== Data shown ==
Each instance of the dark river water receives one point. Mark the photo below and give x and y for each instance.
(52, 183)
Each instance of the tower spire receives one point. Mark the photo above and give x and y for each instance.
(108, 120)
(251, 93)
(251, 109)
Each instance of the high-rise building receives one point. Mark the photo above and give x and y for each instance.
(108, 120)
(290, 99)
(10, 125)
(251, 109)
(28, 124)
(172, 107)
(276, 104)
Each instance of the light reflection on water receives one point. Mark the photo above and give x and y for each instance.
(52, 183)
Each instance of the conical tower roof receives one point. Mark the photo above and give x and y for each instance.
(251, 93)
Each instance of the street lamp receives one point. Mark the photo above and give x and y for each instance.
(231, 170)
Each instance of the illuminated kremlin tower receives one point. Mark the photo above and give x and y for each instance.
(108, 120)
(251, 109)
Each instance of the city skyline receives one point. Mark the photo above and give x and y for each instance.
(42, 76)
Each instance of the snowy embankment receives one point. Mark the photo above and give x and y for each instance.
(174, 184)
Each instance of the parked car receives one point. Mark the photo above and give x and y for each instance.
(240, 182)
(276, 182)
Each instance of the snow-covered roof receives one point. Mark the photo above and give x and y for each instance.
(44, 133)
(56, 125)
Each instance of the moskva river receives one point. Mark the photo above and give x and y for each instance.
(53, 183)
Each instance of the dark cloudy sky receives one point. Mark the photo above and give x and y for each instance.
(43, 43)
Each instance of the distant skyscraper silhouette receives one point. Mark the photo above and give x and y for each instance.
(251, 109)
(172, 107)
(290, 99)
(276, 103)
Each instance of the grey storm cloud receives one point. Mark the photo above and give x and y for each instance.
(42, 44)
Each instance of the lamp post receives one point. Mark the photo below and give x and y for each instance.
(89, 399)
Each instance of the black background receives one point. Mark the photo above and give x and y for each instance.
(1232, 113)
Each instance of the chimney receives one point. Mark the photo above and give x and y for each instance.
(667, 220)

== Task to carry out ==
Set down every one of the lines above verbatim, without altering any word or character.

== Solution for this exercise ==
Each instance of the dark river water receives one point. Mark the photo below and give x and y for each instance.
(52, 183)
Each instance of the tower spire receives one point. Mark the photo above and give x and y for each instance.
(108, 120)
(251, 93)
(251, 109)
Each instance of the high-rise building receives one point. Mark the photo above and give x and y for each instance.
(108, 120)
(290, 99)
(10, 125)
(251, 109)
(28, 124)
(172, 107)
(276, 104)
Each instance of the light reflection on water receives one point. Mark the photo above and give x and y for each instance.
(52, 183)
Each instance of the conical tower roof receives one point. Mark the photo above and give x and y for each instance.
(251, 93)
Each instance of the street lamp receives one point. Mark the photo above and give x and y for each instance.
(231, 170)
Each instance of the illuminated kremlin tower receives one point. Mark the photo above and give x and y for each instance.
(108, 120)
(251, 109)
Each instance of the city skyline receives one point. Mark the photo above and give x and y for each instance.
(42, 76)
Each instance of the snowy embankment receives one point. Mark the photo above and give x and y for each instance.
(174, 184)
Each instance of the parked car receives one point. Mark the photo above and give x and y for each instance.
(240, 182)
(276, 182)
Each instance of the snow-covered roof receives one point. Mark the photo above and give x and y for each instance.
(44, 133)
(56, 125)
Each instance of the moskva river receives one point. Mark the photo above and give x and y for each instance.
(53, 183)
Each instance of the dark cloudy sky receives one point. Mark the photo above and give x and y for each instance.
(43, 43)
Each instance of the distant skyscraper silhouette receives one point. Mark the photo above and give x and y for each instance.
(251, 109)
(172, 107)
(290, 99)
(276, 103)
Each instance of the grey storm cloud receives one point. Mark the photo above and give x and y for each instance.
(42, 44)
Each instance of the lamp post receives one point. Mark the photo below and give x and y for each instance.
(89, 399)
Each instance of the black background receives one point. Mark the photo above and give x and y for each instance.
(1232, 113)
Each instance of the chimney receives one point. Mark the photo above and give x and y for each instance.
(667, 220)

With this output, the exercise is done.